= Problem 1 =
In the newsletter, rewrite the part that opens with the words containing "When Philip Levine" and closes with "range and vision.", using "resilience" in place of "fortitude".
= Problem 2 =
Name every person the newsletter mentions in the sentence that begins "For here you will find".
= Problem 3 =
Answer these questions about the newsletter:
(a) Who wrote the introduction to the issue's "secret poem"?
(b) What job does Tom Lux's piece describe?
(c) For which years was Philip Levine appointed Poet Laureate?

= Given text =
▼

Newsletter Issue #47 May, 2015

Newsletter Issue #47 May, 2015
May 18, 2015 Plume

Readers:
Welcome to Plume, Issue # 47.

May: and to begin, you’ll be happy to find below, as we begin this brief newsletter, again not my own digressions but  Christopher Buckley’s wonderful introduction of our “secret poem” —Phillip Levine’s “Belief.” Here let me tell you that this is a rather special issue of Plume. And not only for this introduction and poem, but for its Featured Selection.  As a final wave good-bye to Phillip Levine, our Feature this time comprises not poems (well, one, and a fine one from Jim Daniels) but “remembrances” on work, apropos that subject often turned to by Phil, earning him the somewhat dubious title the “Poet of Work.” A designation Chris takes dead aim at in his essay below.
What you will find when you read that Featured Selection is, honestly, a marvel. Its genesis is, as are most things related to Plume, a passing thought. Why not email some Plume contributors and ask them to send in their memories or general thoughts on their own experiences of work? Thinking I’d receive if we were lucky ten or so, and we could indeed run them as that Feature. I am glad — and humbled — to report that we received almost immediately more than that number, and they have kept coming day by day; the last arrived just a few minutes ago.
So: if you read nothing else in this issue (though why would you do that?), I urge you to take up the Featured Selection at once. For here you will find, among other things, Jane Hirschfield’s recollection of her days as a trucker (!); watch as Kathleen Flenniken“pores over aerial photos from the 20s, 30s, 40s, using stereoscopic glasses… Suddenly I was God looking down at the long-ago farmers with their dogs, workmen in the field, the woman feeding chickens, and the shadows they cast”; endure with David Huddle his first days in the army; discover with Tom Lux the rewards of being a night-watchman; learn from Amy Gerstler the duties of a residential aide for kids whose labels ranged from “pre-delinquent, to autistic, aphasic, and schizophrenic” — and many more.

But, now, Christopher Buckley on Phillip Levine’s “Belief”:

On Philip Levine’s “Belief”
When Philip Levine was appointed Poet Laureate for 2011-12, almost every media release tagged him as “the poet of working class Detroit”–most all of the obituaries this past February read similarly.  True, a significant portion of Levine’s work extols the fortitude of the worker and praises the lives of common people, lifting them into their own dignified element.  These poems bear fierce witness to the inhumanity as well as to the beauty and fortitude of much of American life through hands-on examples in the factories and the cities, and Levine is rightly praised for giving a voice to the voiceless in these many memorable poems.  There is, however, much more to Levine’s range and vision.

▲

= Dataset records =

▼

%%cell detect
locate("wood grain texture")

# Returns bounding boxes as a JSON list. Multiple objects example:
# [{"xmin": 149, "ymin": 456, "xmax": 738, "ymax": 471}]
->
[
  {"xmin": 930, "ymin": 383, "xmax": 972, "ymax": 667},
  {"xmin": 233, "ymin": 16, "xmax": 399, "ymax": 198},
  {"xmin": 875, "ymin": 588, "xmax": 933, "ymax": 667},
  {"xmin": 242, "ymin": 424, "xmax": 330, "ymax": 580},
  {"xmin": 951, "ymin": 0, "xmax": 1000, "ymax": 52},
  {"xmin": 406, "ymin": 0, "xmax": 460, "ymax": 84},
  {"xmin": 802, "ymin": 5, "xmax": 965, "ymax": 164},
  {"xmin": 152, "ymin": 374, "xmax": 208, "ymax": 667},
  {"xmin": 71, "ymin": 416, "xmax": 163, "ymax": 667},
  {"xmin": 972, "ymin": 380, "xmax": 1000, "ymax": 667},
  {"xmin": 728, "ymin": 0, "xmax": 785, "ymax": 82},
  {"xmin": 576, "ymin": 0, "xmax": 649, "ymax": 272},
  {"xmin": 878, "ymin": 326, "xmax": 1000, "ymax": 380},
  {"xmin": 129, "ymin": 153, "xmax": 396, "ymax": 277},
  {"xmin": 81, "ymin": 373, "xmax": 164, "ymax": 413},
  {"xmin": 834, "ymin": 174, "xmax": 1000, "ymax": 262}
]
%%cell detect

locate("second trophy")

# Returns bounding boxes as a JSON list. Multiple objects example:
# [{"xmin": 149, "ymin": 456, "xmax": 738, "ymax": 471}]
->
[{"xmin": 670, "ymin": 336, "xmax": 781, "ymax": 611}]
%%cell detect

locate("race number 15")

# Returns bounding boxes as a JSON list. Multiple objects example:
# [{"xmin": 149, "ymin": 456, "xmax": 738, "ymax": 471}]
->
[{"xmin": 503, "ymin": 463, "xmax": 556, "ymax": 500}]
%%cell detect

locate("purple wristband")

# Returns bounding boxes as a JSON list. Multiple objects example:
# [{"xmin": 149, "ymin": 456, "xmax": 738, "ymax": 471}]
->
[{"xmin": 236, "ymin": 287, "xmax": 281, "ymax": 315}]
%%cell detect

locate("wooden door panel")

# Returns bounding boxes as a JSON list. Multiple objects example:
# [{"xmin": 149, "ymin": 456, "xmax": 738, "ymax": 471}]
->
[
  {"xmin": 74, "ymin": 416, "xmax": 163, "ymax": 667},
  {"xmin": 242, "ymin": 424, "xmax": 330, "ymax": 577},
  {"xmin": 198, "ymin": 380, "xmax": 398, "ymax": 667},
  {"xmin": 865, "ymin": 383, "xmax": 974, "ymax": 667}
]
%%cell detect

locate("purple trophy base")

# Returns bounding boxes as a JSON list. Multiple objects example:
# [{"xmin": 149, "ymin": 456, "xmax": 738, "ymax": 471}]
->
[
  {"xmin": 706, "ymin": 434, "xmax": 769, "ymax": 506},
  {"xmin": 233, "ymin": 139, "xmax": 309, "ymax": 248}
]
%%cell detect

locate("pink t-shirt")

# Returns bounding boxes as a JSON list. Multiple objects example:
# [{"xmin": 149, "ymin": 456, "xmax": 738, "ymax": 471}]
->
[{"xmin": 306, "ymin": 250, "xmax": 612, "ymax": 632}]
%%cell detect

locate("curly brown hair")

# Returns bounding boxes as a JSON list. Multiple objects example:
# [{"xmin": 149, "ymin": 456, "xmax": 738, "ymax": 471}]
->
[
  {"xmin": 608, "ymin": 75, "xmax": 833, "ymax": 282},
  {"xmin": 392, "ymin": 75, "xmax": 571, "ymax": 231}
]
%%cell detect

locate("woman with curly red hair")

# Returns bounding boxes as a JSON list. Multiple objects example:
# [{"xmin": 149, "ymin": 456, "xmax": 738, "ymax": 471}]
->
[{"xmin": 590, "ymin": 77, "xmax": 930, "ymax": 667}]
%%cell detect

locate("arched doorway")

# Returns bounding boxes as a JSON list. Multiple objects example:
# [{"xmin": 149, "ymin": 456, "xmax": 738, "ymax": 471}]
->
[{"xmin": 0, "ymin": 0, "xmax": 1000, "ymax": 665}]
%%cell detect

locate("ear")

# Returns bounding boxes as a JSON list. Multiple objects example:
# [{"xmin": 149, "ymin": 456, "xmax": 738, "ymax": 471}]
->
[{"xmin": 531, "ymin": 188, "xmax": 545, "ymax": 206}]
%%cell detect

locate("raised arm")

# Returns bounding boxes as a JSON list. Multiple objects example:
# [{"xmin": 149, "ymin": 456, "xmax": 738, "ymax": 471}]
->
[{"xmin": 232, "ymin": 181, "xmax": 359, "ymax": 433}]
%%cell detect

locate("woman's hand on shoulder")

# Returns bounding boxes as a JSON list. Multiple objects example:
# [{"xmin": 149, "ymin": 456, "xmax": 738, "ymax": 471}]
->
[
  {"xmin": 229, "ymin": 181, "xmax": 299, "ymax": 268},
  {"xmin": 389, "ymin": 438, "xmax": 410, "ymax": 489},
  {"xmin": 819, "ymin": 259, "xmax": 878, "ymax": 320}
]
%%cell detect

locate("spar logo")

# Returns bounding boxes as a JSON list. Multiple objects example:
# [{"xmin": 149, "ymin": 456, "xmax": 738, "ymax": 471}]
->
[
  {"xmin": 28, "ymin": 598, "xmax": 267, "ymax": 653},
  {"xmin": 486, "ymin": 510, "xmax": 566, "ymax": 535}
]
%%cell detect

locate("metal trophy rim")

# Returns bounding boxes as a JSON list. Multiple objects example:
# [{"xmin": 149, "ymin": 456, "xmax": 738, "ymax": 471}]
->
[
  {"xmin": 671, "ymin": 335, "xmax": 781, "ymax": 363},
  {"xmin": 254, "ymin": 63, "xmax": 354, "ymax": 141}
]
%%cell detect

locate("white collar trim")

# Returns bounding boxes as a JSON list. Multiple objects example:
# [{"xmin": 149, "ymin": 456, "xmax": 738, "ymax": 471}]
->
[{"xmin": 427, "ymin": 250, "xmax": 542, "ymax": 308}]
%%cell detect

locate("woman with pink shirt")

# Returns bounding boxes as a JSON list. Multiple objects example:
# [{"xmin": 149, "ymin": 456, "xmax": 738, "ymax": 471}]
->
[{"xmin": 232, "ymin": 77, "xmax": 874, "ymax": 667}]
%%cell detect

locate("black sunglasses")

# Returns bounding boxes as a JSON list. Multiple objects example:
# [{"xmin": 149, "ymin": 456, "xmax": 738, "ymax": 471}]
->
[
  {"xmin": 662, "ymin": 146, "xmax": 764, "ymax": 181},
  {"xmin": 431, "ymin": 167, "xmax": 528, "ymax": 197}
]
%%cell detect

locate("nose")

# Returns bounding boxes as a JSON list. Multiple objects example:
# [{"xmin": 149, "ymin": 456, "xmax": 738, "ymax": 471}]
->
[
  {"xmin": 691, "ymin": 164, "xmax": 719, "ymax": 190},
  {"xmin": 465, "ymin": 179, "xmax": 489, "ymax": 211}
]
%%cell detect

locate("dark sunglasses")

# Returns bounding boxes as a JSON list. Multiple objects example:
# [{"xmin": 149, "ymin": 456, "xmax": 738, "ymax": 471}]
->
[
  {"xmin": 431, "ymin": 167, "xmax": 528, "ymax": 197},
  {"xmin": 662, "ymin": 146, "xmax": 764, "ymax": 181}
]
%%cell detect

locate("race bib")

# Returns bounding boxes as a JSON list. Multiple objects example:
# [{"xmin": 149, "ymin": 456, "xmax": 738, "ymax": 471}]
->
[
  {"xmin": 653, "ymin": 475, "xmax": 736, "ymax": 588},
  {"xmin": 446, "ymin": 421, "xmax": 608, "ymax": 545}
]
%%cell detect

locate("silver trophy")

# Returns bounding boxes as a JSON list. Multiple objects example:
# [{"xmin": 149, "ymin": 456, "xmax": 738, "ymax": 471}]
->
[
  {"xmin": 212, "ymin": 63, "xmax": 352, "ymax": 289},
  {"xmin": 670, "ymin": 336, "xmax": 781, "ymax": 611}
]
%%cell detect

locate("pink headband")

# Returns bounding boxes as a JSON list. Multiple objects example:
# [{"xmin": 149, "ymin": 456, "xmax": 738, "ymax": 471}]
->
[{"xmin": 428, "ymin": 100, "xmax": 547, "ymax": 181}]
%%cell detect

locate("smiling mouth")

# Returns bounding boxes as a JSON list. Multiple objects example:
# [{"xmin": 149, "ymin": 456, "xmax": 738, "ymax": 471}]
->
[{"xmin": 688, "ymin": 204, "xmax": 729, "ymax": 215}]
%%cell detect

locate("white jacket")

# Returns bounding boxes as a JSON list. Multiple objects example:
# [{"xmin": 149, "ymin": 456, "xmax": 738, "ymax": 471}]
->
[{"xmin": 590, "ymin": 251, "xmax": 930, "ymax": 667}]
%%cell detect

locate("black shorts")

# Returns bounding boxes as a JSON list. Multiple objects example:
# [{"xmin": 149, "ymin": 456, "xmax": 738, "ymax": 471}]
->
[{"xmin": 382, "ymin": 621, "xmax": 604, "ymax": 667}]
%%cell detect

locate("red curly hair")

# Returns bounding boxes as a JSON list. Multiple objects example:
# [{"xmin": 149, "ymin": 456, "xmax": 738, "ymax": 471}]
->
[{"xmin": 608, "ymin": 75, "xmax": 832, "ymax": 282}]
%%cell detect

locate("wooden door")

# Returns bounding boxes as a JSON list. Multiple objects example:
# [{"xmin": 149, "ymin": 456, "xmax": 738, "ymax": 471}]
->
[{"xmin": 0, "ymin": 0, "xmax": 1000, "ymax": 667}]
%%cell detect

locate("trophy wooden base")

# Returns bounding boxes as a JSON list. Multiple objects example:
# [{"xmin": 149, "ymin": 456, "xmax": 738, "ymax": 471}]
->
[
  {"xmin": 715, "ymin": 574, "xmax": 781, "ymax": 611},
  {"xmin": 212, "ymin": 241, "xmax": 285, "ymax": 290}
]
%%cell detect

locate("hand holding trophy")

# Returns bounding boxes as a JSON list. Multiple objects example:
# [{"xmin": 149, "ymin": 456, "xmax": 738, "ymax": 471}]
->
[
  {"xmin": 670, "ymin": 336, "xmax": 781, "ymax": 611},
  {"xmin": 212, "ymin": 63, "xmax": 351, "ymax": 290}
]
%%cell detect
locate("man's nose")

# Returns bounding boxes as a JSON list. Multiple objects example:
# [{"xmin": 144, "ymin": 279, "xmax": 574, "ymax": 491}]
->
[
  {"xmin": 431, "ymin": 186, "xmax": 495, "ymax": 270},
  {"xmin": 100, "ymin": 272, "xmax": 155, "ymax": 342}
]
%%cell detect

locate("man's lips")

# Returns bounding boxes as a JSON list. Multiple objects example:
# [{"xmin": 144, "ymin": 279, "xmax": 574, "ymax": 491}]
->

▲

= Exercise response 1 =
When Philip Levine was appointed Poet Laureate for 2011-12, almost every media release tagged him as “the poet of working class Detroit”–most all of the obituaries this past February read similarly.  True, a significant portion of Levine’s work extols the resilience of the worker and praises the lives of common people, lifting them into their own dignified element.  These poems bear fierce witness to the inhumanity as well as to the beauty and resilience of much of American life through hands-on examples in the factories and the cities, and Levine is rightly praised for giving a voice to the voiceless in these many memorable poems.  There is, however, much more to Levine’s range and vision.

= Exercise response 2 =
Jane Hirschfield
Kathleen Flenniken
David Huddle
Tom Lux
Amy Gerstler

= Exercise response 3 =
(a) Christopher Buckley
(b) Night-watchman
(c) 2011-12